START Given data

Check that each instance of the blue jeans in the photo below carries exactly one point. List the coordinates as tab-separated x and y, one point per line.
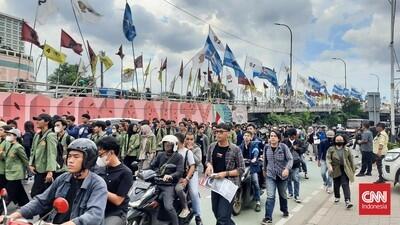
325	175
295	178
272	185
256	186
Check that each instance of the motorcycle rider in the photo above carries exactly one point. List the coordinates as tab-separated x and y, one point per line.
85	191
169	155
118	177
250	151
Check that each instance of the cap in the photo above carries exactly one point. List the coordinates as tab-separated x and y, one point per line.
14	131
43	116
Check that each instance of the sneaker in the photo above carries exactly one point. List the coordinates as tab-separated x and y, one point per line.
198	220
258	207
184	213
349	204
266	221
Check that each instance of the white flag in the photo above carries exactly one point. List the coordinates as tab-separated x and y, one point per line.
215	40
45	9
85	11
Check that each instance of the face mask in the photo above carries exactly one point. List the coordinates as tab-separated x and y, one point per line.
57	129
101	161
10	138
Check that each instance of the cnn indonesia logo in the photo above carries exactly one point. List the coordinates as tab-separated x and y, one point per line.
374	199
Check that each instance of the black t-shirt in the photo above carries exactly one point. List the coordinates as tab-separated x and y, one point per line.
73	190
219	154
119	180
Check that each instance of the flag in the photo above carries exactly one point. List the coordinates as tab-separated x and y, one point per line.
198	59
181	70
68	42
212	55
53	54
127	75
45	9
147	71
29	34
93	58
215	40
139	62
164	65
120	53
107	62
266	73
127	25
85	11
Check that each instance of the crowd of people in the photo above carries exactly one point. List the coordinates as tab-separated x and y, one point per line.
91	164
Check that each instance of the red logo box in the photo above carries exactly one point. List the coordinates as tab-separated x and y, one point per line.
374	199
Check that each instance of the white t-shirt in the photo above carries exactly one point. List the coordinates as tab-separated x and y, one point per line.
190	159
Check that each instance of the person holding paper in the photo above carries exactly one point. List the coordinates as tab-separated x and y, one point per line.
224	160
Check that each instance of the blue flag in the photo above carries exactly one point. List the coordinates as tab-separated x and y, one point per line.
127	25
212	55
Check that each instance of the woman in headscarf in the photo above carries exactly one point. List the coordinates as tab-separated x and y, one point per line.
148	146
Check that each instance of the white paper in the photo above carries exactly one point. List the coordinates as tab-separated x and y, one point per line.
224	187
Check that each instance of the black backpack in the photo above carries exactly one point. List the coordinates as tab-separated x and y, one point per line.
60	150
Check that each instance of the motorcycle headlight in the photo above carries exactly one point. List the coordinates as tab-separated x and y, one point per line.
392	156
147	194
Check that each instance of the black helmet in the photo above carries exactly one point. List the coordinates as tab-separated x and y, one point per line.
89	150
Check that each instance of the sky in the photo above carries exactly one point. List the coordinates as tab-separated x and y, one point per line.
357	31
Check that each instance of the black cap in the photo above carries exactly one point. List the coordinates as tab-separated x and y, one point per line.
43	116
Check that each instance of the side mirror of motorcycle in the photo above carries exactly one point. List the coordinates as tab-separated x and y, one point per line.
135	166
61	205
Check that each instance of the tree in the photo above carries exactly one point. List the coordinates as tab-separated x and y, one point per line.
66	74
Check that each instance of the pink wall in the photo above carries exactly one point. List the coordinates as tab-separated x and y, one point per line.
25	106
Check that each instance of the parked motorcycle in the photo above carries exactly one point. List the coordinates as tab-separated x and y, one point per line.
145	205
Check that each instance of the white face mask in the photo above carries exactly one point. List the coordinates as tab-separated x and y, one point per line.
57	129
10	138
101	161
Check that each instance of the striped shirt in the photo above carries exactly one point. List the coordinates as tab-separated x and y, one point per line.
276	161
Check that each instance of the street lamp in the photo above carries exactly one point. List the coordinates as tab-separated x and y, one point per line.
377	77
345	70
291	47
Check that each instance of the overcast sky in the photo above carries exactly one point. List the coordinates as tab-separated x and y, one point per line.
356	30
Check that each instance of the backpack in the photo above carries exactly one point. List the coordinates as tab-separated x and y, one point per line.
60	150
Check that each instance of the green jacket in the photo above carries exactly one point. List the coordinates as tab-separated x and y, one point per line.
15	161
2	161
131	148
333	160
44	152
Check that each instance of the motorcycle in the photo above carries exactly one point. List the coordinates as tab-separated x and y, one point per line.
245	193
60	205
145	205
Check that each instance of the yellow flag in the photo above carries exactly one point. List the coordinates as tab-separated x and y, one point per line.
106	61
53	54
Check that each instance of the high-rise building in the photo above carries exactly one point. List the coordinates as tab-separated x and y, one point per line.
10	33
14	64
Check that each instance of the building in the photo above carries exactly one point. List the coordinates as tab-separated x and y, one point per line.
14	65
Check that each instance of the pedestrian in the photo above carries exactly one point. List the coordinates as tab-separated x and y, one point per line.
43	160
380	149
366	147
341	167
224	160
278	161
15	163
321	159
297	149
130	145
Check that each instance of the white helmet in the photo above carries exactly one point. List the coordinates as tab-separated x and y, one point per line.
171	139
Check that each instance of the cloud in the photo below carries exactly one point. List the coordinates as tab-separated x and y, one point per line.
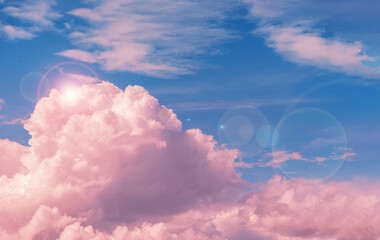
13	32
34	16
276	159
2	102
295	37
13	121
282	209
111	164
109	156
79	55
150	37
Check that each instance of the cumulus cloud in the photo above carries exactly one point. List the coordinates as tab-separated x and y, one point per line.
282	209
103	163
151	37
107	156
295	37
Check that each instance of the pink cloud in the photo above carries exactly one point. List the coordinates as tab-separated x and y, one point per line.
113	164
111	156
276	159
2	102
79	55
305	47
146	36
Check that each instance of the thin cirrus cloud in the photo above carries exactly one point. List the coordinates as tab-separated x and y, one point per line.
34	16
296	38
276	159
149	37
103	163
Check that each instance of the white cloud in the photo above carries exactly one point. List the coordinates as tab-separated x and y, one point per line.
295	38
79	55
13	32
150	37
35	16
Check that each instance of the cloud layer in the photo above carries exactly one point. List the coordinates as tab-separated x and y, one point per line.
150	37
110	164
294	35
108	156
34	16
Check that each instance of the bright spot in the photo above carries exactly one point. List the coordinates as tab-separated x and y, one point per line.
70	95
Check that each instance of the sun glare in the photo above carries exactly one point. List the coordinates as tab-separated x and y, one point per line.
70	95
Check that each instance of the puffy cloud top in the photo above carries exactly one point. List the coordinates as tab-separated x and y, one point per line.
106	157
108	164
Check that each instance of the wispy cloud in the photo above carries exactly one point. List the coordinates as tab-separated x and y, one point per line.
276	159
16	121
2	102
299	41
13	32
221	105
34	16
150	37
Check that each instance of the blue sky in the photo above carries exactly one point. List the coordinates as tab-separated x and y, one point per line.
312	67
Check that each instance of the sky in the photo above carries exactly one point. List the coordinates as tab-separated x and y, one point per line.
186	119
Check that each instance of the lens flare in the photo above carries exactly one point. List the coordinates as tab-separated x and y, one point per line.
29	86
63	74
238	129
311	144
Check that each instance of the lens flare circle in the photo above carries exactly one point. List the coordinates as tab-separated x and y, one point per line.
311	144
238	129
267	136
66	73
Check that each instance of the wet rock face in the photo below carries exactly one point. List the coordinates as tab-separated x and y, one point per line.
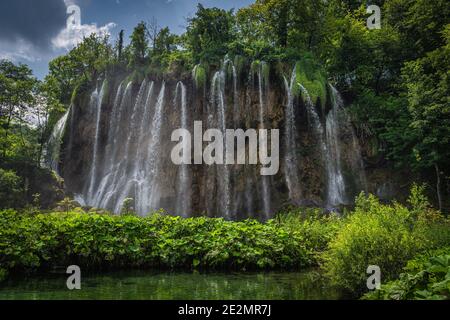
133	139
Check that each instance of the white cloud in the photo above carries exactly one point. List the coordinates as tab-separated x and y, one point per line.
18	50
72	35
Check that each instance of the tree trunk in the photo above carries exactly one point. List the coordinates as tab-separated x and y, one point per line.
438	186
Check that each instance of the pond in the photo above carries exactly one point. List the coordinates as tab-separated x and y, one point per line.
145	285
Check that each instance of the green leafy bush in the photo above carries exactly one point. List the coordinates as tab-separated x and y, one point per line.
11	190
383	235
425	277
97	241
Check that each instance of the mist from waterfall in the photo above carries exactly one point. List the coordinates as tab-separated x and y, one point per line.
128	154
183	202
53	150
219	104
291	159
265	180
96	104
336	193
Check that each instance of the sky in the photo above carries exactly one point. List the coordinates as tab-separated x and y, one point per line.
35	31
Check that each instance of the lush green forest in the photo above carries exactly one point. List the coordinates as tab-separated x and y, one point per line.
395	81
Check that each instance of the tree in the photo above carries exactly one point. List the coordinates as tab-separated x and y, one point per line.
119	47
17	86
209	34
139	45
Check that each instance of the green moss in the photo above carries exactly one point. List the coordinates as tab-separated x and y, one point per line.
96	240
239	63
3	274
200	75
311	76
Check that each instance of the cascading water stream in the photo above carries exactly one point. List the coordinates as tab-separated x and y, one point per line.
336	193
291	160
131	148
96	101
218	98
265	180
128	168
183	205
55	141
149	193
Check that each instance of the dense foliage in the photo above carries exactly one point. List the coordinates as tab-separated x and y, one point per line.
92	240
426	277
383	235
395	80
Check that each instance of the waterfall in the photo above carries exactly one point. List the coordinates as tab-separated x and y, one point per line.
218	100
96	102
127	168
54	143
106	191
149	191
339	121
108	159
291	160
265	180
128	132
183	205
336	193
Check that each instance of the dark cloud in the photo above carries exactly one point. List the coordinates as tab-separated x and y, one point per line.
35	21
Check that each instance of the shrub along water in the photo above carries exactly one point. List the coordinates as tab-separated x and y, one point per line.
98	241
344	246
425	277
383	235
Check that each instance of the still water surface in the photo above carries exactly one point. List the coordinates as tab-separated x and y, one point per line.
144	285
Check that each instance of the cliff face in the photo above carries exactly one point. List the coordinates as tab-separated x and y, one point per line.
117	144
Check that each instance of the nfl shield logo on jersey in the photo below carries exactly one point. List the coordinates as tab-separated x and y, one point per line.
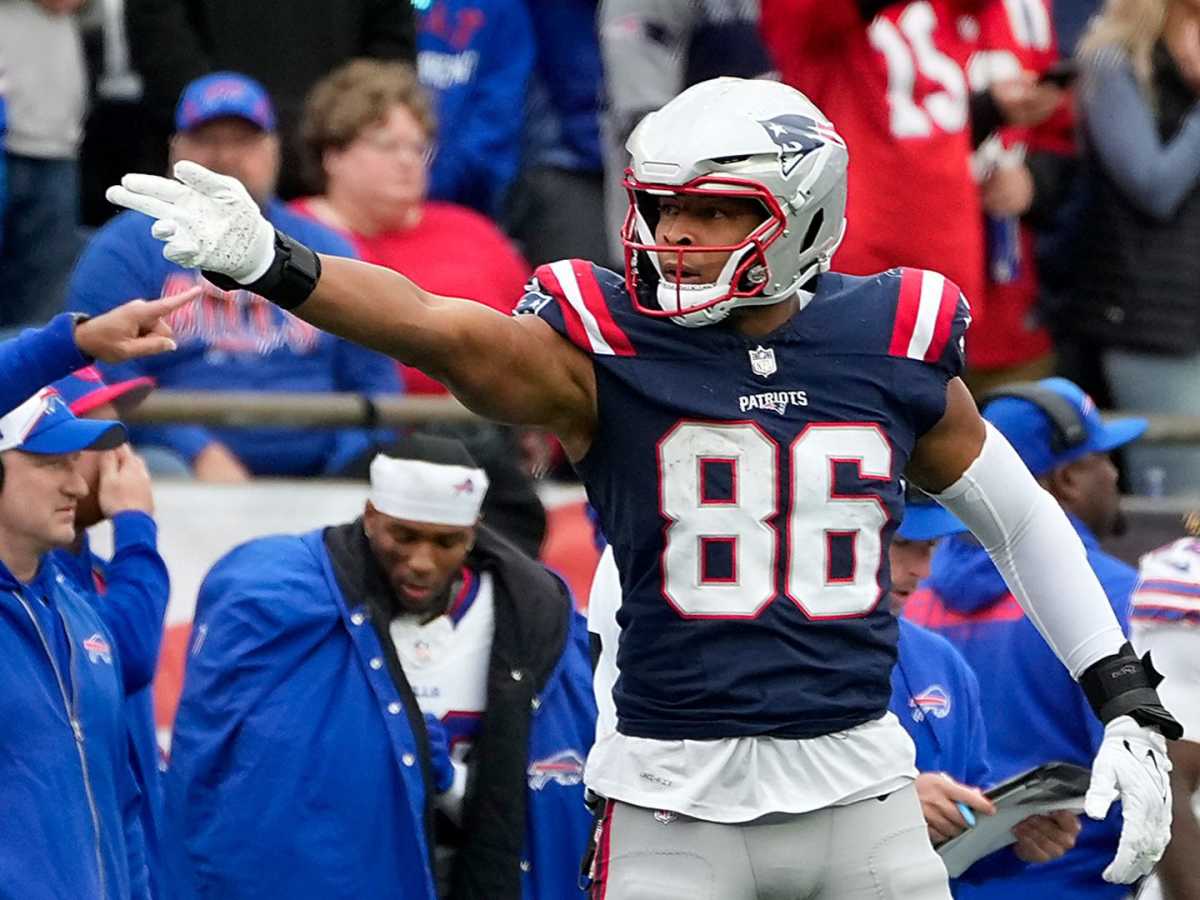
762	361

END Given data

• [What you should do]: Reproduce only the lines between the line with "Check that each instance of the nfl" and the final line of the records, both included, so that the copy matches them exactly and contains no pictures.

• [Written reply]:
Check that each instance of the nfl shield logo on jersey in the photo below carries exactly one point. List the coordinates as tab-separated x and y, one point per line.
762	361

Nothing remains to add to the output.